Selected excerpt:
* * * * * * *

Friday, September 18, 2009

Belief and Faith

BELIEF AND FAITH
By: Jacques Ellul

Out of the single verb "to believe" come noun forms for two radically antithetical actions: belief and faith. However, when I wish to use a verb form to give expression to my faith, I still have to use "to believe," unless I happen to use an even worse formula, "to have faith."

Belief provides answers to people's questions while faith never does. People believe so as to find assurance, a solution, an answer to their questions to fashion for themselves a system of beliefs. Faith (biblical faith) is completely different. The purpose of revelation is not to supply us with explanations, but to get us to listen to questions.

Faith is, as Barth so often reminds us, in the first instance, hearing. Belief talks and talks, it wallows in words, it interpolates the gods, it takes the initiative. Faith takes an entirely opposite stance: it waits, remains on guard, picks up signs, knows what to make of the most delicate parables; it listens patiently to the silence until that silence is filled up with what it takes to be the indisputable word of God.

* * * * * * *

Raw data:
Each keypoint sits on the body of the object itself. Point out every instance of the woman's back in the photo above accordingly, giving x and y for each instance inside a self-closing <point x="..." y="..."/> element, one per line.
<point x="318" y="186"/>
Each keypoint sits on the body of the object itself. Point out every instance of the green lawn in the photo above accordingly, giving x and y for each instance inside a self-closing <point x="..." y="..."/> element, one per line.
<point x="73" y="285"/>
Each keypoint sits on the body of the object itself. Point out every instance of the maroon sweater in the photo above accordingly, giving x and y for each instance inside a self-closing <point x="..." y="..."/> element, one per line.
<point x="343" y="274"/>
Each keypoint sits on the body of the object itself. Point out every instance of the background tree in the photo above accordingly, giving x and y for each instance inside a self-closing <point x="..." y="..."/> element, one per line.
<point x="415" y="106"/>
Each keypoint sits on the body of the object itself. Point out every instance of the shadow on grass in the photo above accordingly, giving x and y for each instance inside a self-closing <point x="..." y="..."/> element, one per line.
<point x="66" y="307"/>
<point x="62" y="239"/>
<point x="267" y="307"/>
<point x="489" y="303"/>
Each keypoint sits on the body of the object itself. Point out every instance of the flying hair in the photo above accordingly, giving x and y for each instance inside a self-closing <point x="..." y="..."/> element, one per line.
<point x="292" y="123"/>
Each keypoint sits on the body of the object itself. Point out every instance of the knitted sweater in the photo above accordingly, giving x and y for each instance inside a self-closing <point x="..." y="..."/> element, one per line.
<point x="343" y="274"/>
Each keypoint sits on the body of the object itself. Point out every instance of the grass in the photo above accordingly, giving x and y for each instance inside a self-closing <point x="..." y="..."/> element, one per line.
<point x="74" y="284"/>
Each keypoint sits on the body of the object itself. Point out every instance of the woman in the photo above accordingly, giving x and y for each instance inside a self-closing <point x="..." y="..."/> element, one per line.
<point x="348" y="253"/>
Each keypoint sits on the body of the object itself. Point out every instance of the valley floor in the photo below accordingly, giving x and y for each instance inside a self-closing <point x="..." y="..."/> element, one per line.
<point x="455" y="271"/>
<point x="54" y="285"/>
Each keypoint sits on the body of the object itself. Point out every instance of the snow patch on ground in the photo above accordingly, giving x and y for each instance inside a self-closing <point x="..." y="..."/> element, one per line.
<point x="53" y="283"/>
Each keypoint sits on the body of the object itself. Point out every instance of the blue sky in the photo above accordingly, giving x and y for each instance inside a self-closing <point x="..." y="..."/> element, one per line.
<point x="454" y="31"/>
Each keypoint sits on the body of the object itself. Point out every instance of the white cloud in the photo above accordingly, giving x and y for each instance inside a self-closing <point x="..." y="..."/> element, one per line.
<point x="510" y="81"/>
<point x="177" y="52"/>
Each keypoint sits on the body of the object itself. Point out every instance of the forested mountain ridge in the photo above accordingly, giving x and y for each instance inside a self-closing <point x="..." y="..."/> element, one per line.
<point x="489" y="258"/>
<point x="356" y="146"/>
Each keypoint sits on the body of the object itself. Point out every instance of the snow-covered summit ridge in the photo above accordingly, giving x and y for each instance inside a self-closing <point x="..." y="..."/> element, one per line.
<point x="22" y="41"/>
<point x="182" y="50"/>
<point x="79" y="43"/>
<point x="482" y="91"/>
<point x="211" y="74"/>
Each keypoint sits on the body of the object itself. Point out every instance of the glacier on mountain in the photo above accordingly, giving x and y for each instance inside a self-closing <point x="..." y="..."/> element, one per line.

* * * * * * *

Problems to solve:
a) In the text on belief and faith, list each thing that the sentence beginning "Belief talks and talks" says belief does.
b) Please translate this sentence from the text on belief and faith into Spanish: "Belief provides answers to people's questions while faith never does."

Answers to the exercise:
a)
- Talks and talks
- Wallows in words
- Interpolates the gods
- Takes the initiative

b) La creencia ofrece respuestas a las preguntas de la gente, mientras que la fe nunca lo hace.